Текст для чтения
<<<<
В плане доходов следующие несколько лет были не более успешными. Уильям стал баптистом, приняв крещение погружением в реке Нин. Запись Джона Райлэнда, который крестил его, гласит: «Сегодня крещен бедный сапожник». Через два месяца, когда работодатель Уильяма умер, «бедный сапожник» стал хозяином дела. Он также взял на себя заботу о вдове прежнего хозяина и ее четверых детях. К несчастью, те годы в Великобритании были неблагоприятными для развития собственного дела. Страна залечивала раны после унизительного поражения в войне в Америке. Многие клиенты сократили объем заказов, другие и вовсе отказались от услуг Уильяма. Кроме того, ему отказывались платить за обувь, которая уже была заказана и изготовлена.
>>>>
Задания
1: Соответствуют ли тексту утверждения (а), (б) и (в)? Ответьте «да» или «нет» и для каждого приведите точную цитату из текста, решающую вопрос: (а) Уильям принял крещение погружением в реке Нин; (б) Уильям стал хозяином дела через полгода после смерти работодателя; (в) у вдовы прежнего хозяина осталось трое детей.
2: Воспроизведите без изменений отрывок текста, начиная со слов «В плане доходов» и заканчивая словами «заказана и изготовлена.».

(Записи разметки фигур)
<<<<
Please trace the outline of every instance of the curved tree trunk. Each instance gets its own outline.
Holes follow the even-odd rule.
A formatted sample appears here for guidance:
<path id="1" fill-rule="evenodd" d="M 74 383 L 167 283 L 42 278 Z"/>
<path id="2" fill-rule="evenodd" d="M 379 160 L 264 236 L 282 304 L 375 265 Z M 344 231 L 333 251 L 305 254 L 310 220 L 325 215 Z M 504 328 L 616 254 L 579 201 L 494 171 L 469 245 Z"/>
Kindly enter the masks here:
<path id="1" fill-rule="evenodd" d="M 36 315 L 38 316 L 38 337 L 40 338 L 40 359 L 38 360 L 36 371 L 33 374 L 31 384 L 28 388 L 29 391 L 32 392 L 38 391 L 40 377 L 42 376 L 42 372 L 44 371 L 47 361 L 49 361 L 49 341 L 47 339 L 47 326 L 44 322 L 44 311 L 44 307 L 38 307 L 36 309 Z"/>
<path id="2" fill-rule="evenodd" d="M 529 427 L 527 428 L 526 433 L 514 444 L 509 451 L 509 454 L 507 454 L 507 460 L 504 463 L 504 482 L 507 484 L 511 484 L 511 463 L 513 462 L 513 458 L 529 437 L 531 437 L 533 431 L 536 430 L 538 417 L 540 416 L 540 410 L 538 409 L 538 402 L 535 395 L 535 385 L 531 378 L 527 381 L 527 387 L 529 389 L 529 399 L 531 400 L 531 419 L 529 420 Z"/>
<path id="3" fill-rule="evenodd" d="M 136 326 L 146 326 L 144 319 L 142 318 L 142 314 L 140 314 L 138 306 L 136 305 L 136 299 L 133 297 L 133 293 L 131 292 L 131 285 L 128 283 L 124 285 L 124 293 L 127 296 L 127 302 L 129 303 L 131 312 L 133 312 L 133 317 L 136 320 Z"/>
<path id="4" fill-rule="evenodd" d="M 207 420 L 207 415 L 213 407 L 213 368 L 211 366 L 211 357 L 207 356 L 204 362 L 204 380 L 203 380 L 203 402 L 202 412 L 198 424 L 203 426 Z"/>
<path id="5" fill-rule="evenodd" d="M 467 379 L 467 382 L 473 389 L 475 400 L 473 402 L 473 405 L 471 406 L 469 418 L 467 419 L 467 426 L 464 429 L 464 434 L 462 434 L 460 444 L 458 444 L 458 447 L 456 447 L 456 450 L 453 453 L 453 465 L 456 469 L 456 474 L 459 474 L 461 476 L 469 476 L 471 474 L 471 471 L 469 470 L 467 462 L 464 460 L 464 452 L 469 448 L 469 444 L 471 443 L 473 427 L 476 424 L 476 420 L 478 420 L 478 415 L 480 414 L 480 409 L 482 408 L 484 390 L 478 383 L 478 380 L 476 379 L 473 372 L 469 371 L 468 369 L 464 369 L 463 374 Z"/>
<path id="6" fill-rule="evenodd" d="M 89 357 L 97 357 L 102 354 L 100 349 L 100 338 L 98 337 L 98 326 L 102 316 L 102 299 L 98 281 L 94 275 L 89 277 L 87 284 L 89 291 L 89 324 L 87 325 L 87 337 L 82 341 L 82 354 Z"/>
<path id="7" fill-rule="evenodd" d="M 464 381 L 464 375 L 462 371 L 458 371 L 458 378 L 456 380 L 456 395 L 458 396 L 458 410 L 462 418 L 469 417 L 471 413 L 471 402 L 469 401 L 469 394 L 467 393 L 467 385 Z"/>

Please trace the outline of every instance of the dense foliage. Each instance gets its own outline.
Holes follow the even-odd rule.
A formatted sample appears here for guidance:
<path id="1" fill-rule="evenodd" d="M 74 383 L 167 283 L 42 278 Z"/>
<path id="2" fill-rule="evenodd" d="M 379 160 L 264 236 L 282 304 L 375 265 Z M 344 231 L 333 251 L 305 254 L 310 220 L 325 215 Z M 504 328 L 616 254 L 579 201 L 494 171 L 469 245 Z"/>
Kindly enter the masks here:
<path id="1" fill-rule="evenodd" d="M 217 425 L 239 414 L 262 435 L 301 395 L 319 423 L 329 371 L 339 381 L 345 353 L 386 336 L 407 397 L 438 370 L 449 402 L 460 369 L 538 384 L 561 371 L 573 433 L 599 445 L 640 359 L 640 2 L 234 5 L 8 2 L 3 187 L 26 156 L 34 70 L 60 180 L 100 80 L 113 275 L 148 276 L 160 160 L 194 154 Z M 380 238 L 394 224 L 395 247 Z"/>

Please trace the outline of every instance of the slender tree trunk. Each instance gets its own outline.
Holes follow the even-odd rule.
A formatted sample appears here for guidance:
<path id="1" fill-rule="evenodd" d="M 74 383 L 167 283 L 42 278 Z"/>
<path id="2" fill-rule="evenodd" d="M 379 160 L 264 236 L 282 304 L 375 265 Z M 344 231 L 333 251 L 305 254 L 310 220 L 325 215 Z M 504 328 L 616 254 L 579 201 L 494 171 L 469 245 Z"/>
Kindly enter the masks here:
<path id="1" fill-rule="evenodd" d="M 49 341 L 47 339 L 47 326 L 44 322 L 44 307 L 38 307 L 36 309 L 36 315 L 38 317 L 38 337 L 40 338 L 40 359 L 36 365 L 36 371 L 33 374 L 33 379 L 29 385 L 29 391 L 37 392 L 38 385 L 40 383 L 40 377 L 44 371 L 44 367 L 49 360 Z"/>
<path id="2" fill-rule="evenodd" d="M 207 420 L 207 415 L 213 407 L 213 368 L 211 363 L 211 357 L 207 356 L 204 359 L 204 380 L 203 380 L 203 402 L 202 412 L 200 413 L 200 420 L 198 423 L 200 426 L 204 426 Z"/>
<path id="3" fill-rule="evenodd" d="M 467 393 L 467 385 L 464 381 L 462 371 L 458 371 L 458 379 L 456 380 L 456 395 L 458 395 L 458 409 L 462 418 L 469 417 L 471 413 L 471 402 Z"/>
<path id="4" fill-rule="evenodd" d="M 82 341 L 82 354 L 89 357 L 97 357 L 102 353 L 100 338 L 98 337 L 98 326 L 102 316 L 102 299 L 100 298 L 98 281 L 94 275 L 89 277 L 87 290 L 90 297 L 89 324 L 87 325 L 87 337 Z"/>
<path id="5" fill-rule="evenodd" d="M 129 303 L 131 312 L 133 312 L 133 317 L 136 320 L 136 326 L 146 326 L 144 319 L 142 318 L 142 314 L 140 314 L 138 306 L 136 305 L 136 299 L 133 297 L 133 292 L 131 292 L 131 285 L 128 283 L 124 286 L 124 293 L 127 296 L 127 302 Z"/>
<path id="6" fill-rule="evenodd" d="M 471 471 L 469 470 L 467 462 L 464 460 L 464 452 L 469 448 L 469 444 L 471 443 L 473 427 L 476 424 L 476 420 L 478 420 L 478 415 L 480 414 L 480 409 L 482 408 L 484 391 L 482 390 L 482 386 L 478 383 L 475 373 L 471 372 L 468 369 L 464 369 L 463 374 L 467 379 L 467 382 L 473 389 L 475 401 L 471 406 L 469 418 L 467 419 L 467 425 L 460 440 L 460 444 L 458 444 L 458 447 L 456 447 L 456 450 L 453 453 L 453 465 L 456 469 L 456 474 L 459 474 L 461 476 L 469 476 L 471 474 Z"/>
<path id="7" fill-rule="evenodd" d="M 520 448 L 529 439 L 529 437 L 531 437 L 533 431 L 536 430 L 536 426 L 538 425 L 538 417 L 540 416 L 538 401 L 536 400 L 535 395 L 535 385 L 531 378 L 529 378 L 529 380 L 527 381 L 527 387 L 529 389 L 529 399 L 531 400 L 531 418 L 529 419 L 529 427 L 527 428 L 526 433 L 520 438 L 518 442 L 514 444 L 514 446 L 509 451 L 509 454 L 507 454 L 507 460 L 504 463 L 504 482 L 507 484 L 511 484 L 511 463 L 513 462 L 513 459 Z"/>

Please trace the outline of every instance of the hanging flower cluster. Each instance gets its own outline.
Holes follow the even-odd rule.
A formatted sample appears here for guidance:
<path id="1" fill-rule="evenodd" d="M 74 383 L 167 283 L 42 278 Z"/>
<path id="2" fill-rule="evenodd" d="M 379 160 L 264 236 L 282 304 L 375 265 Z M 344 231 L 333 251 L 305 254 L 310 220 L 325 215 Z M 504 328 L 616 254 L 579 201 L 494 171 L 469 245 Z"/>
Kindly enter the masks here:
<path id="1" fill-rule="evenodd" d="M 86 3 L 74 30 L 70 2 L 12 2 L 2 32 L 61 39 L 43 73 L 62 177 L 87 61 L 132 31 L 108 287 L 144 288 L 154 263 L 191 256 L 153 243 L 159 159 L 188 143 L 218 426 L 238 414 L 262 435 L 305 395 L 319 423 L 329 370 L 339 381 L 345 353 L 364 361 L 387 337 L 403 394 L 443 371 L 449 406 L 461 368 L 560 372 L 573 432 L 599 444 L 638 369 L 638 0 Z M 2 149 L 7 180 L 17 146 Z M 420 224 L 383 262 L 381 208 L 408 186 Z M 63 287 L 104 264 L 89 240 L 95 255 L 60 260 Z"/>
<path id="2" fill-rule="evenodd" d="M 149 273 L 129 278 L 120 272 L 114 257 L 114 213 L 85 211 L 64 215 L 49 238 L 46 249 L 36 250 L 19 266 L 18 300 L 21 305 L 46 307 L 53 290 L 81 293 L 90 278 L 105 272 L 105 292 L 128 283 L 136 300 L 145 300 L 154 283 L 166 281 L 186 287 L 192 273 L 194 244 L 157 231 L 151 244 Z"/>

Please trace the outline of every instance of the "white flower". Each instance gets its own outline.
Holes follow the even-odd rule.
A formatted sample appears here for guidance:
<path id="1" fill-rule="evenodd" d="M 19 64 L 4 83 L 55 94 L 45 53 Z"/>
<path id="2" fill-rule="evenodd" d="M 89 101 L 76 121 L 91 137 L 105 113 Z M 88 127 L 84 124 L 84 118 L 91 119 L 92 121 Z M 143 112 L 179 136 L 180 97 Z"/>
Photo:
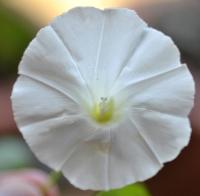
>>>>
Ответы
1:
(а) Да: «Уильям стал баптистом, приняв крещение погружением в реке Нин».
(б) Нет: «Через два месяца».
(в) Нет: «Он также взял на себя заботу о вдове прежнего хозяина и ее четверых детях».

2:
В плане доходов следующие несколько лет были не более успешными. Уильям стал баптистом, приняв крещение погружением в реке Нин. Запись Джона Райлэнда, который крестил его, гласит: «Сегодня крещен бедный сапожник». Через два месяца, когда работодатель Уильяма умер, «бедный сапожник» стал хозяином дела. Он также взял на себя заботу о вдове прежнего хозяина и ее четверых детях. К несчастью, те годы в Великобритании были неблагоприятными для развития собственного дела. Страна залечивала раны после унизительного поражения в войне в Америке. Многие клиенты сократили объем заказов, другие и вовсе отказались от услуг Уильяма. Кроме того, ему отказывались платить за обувь, которая уже была заказана и изготовлена.